TASK → Produce an exact transcription of every entry.

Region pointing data

____________________

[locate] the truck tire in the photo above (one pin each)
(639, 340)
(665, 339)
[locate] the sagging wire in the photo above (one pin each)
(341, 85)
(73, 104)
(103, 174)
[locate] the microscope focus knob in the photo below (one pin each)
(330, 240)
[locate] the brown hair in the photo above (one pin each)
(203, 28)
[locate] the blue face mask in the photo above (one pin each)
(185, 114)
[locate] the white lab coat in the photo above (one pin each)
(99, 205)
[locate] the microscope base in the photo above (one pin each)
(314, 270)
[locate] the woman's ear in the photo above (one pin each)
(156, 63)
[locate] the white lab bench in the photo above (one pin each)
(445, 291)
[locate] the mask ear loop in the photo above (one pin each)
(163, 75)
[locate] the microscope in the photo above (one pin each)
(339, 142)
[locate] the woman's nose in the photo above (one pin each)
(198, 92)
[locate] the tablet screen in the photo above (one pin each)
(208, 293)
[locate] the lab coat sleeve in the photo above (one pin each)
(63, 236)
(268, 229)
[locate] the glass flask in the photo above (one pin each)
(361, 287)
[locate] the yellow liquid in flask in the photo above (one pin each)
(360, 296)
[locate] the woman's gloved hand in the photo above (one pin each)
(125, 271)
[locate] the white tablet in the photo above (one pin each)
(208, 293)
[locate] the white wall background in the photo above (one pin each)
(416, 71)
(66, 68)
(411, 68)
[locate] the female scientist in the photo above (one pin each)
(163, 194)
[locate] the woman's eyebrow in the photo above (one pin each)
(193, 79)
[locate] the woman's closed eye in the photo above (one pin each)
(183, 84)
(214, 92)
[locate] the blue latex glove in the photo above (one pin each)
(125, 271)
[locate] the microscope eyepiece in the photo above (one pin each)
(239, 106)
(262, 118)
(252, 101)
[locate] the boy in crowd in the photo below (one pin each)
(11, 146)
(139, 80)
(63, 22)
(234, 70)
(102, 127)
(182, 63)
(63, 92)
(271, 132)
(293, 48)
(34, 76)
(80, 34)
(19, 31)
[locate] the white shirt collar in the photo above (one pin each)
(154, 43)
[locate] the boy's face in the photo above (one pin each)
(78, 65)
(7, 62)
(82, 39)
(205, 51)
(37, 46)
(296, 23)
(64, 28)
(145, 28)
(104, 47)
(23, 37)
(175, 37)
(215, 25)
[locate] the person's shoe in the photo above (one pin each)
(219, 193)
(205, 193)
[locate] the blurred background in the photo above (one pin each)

____________________

RESPONSE TO THE TASK →
[locate] the truck tire in the photo above (one pin each)
(639, 340)
(665, 339)
[locate] the sagging wire in the photo above (one pin each)
(341, 85)
(73, 104)
(103, 174)
[locate] the microscope focus knob in the photo below (one pin each)
(330, 240)
[locate] the brown hair in the photo above (one pin each)
(203, 28)
[locate] the blue face mask in the photo above (one pin each)
(185, 114)
[locate] the white lab coat in the photo above (one pin each)
(99, 205)
[locate] the microscope base in the photo above (one pin each)
(314, 270)
[locate] the woman's ear in the photo above (one pin each)
(156, 63)
[locate] the white lab bench in the photo above (one pin each)
(445, 291)
[locate] the mask ear loop in the photo above (one pin each)
(163, 75)
[locate] the microscope in the photo above (one pin each)
(339, 142)
[locate] the woman's nose in the photo above (one pin each)
(198, 92)
[locate] the tablet screen in the photo above (one pin each)
(208, 293)
[locate] the lab coat sleeve in the photo above (one pin each)
(63, 236)
(268, 229)
[locate] the glass flask in the photo above (one pin each)
(361, 287)
[locate] the yellow liquid in flask in the photo above (one pin each)
(360, 296)
[locate] the woman's gloved hand in the photo above (one pin each)
(125, 271)
[locate] the white tablet in the photo above (one pin each)
(208, 293)
[locate] the white wall background in the photo above (one pin each)
(416, 71)
(66, 68)
(411, 68)
[locate] the female scientist in the photo above (one pin each)
(163, 194)
[locate] the woman's eyebrow in the photo above (one pin each)
(193, 79)
[locate] the woman's closed eye in the photo above (one pin each)
(183, 84)
(214, 92)
[locate] the blue latex glove in the photo above (one pin each)
(125, 271)
[locate] the microscope eyepiece in the photo above (one pin each)
(239, 106)
(262, 118)
(252, 101)
[locate] the boy in crowd in the photo below (one pin each)
(11, 146)
(139, 80)
(63, 22)
(234, 70)
(102, 127)
(182, 63)
(63, 92)
(271, 132)
(293, 48)
(34, 76)
(80, 34)
(19, 31)
[locate] the white shirt collar in the photo above (one pin each)
(154, 43)
[locate] the boy's face in the photo above (one pin each)
(78, 65)
(7, 62)
(82, 39)
(205, 51)
(37, 46)
(296, 23)
(64, 28)
(145, 28)
(104, 47)
(23, 37)
(175, 37)
(215, 25)
[locate] the person's shoe in the photo above (one pin each)
(219, 193)
(205, 193)
[locate] the blurred background in the photo above (one pin each)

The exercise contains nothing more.